● **Supplied text**:
"""

Wednesday, April 7, 2004

Duke Geneticists Find Basis For Nerve Disorder
By Mike Upchurch

Duke geneticists, along with international colleagues, continue to find the genetic roots for some of mankind’s most intractable diseases. Dr. Jeffery Vance of the Duke Center for Human Genetics and a team of fellow researchers have found a new genetic basis for one of the most common inherited neurological diseases.

The team, which published their results in the April 4 issue of Nature Genetics, found that a gene controlling mitochondria, the power supply of cells, is responsible for a form of Charcot-Marie-Tooth (CMT) disease. Their discovery could open new research avenues and possibly gene therapy for this debilitating illness.

Jeffery M. Vance, MD (courtesy DUMC)

CMT affects approximately 150,000 Americans and is characterized by gradual weakening of the extremities. Many CMT sufferers rely on leg and arm braces or may be dependent on a wheelchair. There is no known cure and treatment is often limited to physical therapy and limiting movement.

This latest study points to a genetic cause of CMT type 2A. Dr. Vance and his team found a mutation in the genetic sequence that controls how mitochondria fuse, an essential step in supplying the energy needed by nerves to communicate with muscles. This particularly mutation affects mitofusin 2, a gene critical to mitochondrial movement.

"""

Descriptions of regions in natural language:
"""

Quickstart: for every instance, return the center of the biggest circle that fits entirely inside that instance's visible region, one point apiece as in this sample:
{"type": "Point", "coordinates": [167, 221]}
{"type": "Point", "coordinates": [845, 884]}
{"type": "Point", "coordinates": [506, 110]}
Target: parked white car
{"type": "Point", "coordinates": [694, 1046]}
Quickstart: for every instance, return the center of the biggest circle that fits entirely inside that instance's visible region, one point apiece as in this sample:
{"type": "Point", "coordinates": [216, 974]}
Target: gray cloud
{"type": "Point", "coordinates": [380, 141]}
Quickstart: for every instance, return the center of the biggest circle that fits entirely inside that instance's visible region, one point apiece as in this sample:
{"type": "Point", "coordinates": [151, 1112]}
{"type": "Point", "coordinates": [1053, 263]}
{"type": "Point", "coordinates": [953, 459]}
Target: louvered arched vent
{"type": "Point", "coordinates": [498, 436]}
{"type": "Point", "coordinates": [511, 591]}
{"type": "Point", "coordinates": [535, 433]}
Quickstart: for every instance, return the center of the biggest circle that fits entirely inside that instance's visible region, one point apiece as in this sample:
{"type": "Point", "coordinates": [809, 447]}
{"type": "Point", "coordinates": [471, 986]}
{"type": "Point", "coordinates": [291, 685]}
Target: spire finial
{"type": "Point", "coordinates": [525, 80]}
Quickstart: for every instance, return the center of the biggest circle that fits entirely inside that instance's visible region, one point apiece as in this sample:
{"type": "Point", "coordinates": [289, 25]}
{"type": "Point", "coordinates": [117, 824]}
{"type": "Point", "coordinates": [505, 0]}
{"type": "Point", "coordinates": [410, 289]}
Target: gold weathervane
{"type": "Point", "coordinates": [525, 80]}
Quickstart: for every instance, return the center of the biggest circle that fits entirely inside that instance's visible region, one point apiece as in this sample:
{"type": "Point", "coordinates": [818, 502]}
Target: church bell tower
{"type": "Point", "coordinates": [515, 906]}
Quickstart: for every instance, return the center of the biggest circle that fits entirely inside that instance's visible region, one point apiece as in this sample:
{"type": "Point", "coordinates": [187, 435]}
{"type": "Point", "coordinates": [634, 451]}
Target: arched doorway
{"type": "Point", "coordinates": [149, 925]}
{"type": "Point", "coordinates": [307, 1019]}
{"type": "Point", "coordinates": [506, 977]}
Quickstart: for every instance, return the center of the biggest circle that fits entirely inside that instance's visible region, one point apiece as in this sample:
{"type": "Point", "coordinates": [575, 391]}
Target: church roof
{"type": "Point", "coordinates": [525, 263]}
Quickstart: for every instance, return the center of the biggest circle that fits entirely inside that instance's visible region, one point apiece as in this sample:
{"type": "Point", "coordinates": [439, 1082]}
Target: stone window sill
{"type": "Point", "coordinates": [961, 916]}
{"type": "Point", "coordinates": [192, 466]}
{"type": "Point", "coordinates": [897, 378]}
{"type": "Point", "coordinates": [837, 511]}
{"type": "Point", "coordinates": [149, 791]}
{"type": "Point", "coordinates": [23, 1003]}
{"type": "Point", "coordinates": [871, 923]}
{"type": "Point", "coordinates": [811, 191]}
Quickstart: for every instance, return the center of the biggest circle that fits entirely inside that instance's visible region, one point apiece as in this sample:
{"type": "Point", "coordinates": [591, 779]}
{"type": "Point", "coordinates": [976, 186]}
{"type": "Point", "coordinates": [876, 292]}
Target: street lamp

"""

● **Exercise directions**:
According to the article on the Duke genetics study, in which journal did the team publish its results? Answer from the article alone, not from the listing.

● **Answer to the exercise**:
Nature Genetics, in its April 4 issue.